Rows of bounding-box annotation data
============================================================
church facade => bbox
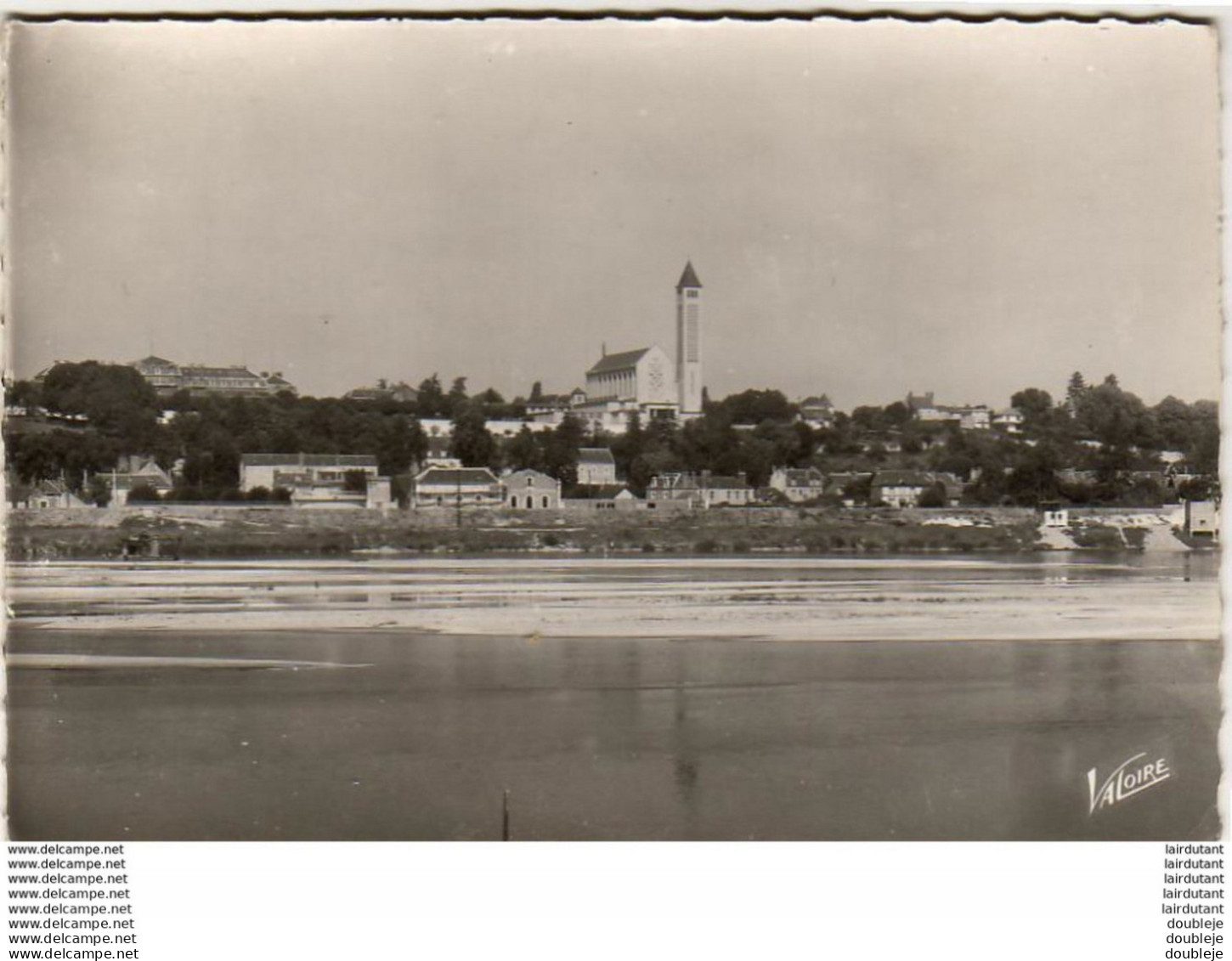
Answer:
[573,263,703,433]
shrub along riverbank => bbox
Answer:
[8,506,1192,561]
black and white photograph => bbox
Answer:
[3,16,1222,842]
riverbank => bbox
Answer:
[8,506,1202,561]
[8,552,1220,641]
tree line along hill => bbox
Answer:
[3,361,1220,506]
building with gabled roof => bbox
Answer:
[409,467,506,507]
[573,263,703,433]
[128,355,296,397]
[578,447,616,487]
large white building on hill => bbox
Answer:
[573,263,703,433]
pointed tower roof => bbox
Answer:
[676,260,701,291]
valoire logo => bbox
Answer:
[1087,752,1172,814]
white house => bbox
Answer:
[578,447,616,487]
[770,467,826,504]
[410,467,506,507]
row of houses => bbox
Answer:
[770,467,964,507]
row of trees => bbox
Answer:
[6,361,1218,503]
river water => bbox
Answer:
[8,555,1221,840]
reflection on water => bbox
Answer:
[8,555,1221,839]
[10,624,1220,839]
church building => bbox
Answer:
[573,263,703,433]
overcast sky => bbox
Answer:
[10,21,1220,408]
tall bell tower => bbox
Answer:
[676,261,703,418]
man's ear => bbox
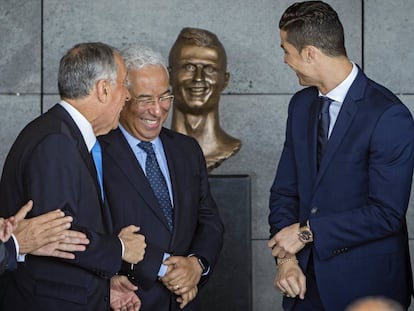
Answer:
[302,45,319,63]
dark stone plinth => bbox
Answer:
[199,175,252,311]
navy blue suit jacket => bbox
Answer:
[0,105,121,311]
[100,128,223,311]
[269,71,414,310]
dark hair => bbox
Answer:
[279,1,346,56]
[58,42,118,99]
[169,27,227,68]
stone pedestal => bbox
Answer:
[199,175,252,311]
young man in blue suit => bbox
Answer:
[268,1,414,311]
[0,42,145,311]
[100,47,223,311]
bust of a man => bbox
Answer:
[169,28,241,171]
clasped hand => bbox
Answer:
[160,256,202,309]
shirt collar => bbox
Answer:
[119,124,161,152]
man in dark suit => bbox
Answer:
[0,43,145,311]
[0,200,81,274]
[268,1,414,311]
[100,47,223,311]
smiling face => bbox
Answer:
[170,44,229,114]
[120,65,171,141]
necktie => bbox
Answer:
[91,140,104,201]
[138,141,173,231]
[317,96,332,169]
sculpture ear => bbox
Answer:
[223,72,230,90]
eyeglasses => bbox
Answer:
[132,95,174,108]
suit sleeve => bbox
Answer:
[24,135,122,278]
[310,105,414,259]
[268,100,299,237]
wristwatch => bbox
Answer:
[298,221,313,244]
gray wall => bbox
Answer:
[0,0,414,311]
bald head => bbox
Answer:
[345,297,404,311]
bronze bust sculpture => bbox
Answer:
[169,28,241,171]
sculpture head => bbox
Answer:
[169,28,230,115]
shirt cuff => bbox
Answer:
[12,233,26,262]
[158,253,171,278]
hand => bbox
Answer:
[0,200,33,242]
[267,223,305,258]
[274,261,306,299]
[110,275,141,311]
[31,230,89,259]
[161,256,203,296]
[118,225,147,264]
[0,218,13,242]
[177,286,198,309]
[13,202,78,254]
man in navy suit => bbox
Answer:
[100,47,223,311]
[0,43,145,311]
[268,1,414,311]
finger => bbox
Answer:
[267,239,277,248]
[52,250,75,259]
[15,200,33,222]
[64,230,89,241]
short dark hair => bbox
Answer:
[279,1,346,56]
[58,42,118,99]
[169,27,227,68]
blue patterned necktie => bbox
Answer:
[317,96,332,169]
[91,140,104,201]
[138,141,173,231]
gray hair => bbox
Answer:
[121,45,169,86]
[58,42,119,99]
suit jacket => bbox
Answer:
[0,241,8,274]
[0,105,121,311]
[269,70,414,310]
[100,128,223,311]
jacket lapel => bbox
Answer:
[101,128,173,232]
[315,69,367,187]
[48,104,112,232]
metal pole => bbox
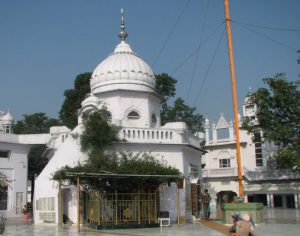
============================================================
**What needs to be done:** Put every line of the rows above into a numbered list, skipping any blank lines. Leave the pictures out.

**Answer in full:**
1. church facade => bbox
2. Answer:
3. [573,263,703,433]
4. shrub along riverbank => bbox
5. Answer:
6. [8,506,1192,561]
7. black and white photograph => bbox
8. Answer:
9. [3,16,1222,842]
10. riverbank => bbox
11. Answer:
12. [8,506,1202,561]
13. [8,552,1220,641]
14. tree line along hill => bbox
15. Answer:
16. [3,361,1220,506]
17. building with gabled roof => bbox
18. Answer:
19. [409,467,506,507]
20. [573,263,703,433]
21. [128,355,296,397]
22. [578,447,616,487]
23. large white building on hill => bbox
24. Answer:
25. [573,263,703,433]
26. pointed tower roof => bbox
27. Answer:
28. [676,260,701,291]
29. valoire logo => bbox
30. Answer:
31. [1087,752,1172,814]
32. white house => bbox
33. Answer:
34. [578,447,616,487]
35. [770,467,826,504]
36. [410,467,506,507]
37. row of houses => bbox
38. Answer:
39. [770,467,964,507]
40. row of trees => bbox
41. Answer:
42. [6,361,1218,503]
43. river water => bbox
44. Answer:
45. [8,555,1221,840]
46. reflection on water => bbox
47. Answer:
48. [8,555,1221,839]
49. [10,624,1220,839]
50. church building => bbox
51. Answer:
52. [573,263,703,433]
53. overcast sky => bbox
54. Answer:
55. [10,21,1220,408]
56. tall bell tower => bbox
57. Answer:
58. [676,261,703,418]
59. man's ear => bbox
60. Answer:
61. [302,45,319,63]
62. dark stone plinth => bbox
63. Answer:
64. [199,175,252,311]
65. navy blue suit jacket => bbox
66. Answer:
67. [0,105,121,311]
68. [100,128,223,311]
69. [269,71,414,310]
70. dark hair => bbox
71. Answer:
72. [279,1,346,56]
73. [58,42,118,99]
74. [169,27,227,68]
75. stone pedestal => bbox
76. Answer:
77. [199,175,252,311]
78. young man in blue suit => bbox
79. Answer:
80. [268,1,414,311]
81. [0,42,145,311]
82. [100,47,223,311]
83. bust of a man => bbox
84. Answer:
85. [169,28,241,171]
86. clasped hand => bbox
87. Answer:
88. [160,256,202,309]
89. shirt collar => bbox
90. Answer:
91. [119,124,161,152]
92. man in dark suit => bbox
93. Answer:
94. [0,43,145,311]
95. [0,200,81,274]
96. [268,1,414,311]
97. [100,47,223,311]
98. smiling face => bbox
99. Answer:
100. [170,44,229,114]
101. [120,65,171,141]
102. necktie => bbox
103. Answer:
104. [91,140,104,201]
105. [138,141,173,231]
106. [317,96,332,169]
107. sculpture ear => bbox
108. Answer:
109. [223,72,230,90]
110. eyeglasses => bbox
111. Answer:
112. [132,95,174,108]
113. suit sleeve => bbox
114. Answer:
115. [24,135,122,278]
116. [310,105,414,259]
117. [268,100,299,237]
118. wristwatch => bbox
119. Answer:
120. [298,221,313,244]
121. gray wall => bbox
122. Answer:
123. [0,0,414,311]
124. bald head => bbox
125. Answer:
126. [345,297,404,311]
127. bronze bust sculpture => bbox
128. Answer:
129. [169,28,241,171]
130. sculpture head => bbox
131. Answer:
132. [169,28,230,115]
133. shirt cuff => bbox
134. Answer:
135. [12,233,26,262]
136. [158,253,171,278]
137. hand => bbox
138. Answer:
139. [0,200,33,242]
140. [267,223,305,258]
141. [274,261,306,299]
142. [110,275,141,311]
143. [31,230,89,259]
144. [161,256,203,296]
145. [118,225,147,264]
146. [0,218,13,242]
147. [177,286,198,309]
148. [13,202,78,254]
149. man in navy suit => bbox
150. Answer:
151. [100,47,223,311]
152. [0,43,145,311]
153. [268,1,414,311]
154. finger => bbox
155. Answer:
156. [267,239,277,248]
157. [52,250,75,259]
158. [15,200,33,222]
159. [64,230,89,241]
160. short dark hair => bbox
161. Answer:
162. [279,1,346,56]
163. [58,42,118,99]
164. [169,27,227,68]
165. blue patterned necktie => bbox
166. Answer:
167. [317,96,332,169]
168. [91,140,104,201]
169. [138,141,173,231]
170. gray hair => bbox
171. Answer:
172. [121,45,169,86]
173. [58,42,119,99]
174. suit jacket => bbox
175. Answer:
176. [0,241,8,274]
177. [0,105,121,311]
178. [269,70,414,310]
179. [100,128,223,311]
180. jacket lapel => bbox
181. Answer:
182. [101,128,173,232]
183. [315,69,367,187]
184. [48,104,112,232]
185. metal pole => bbox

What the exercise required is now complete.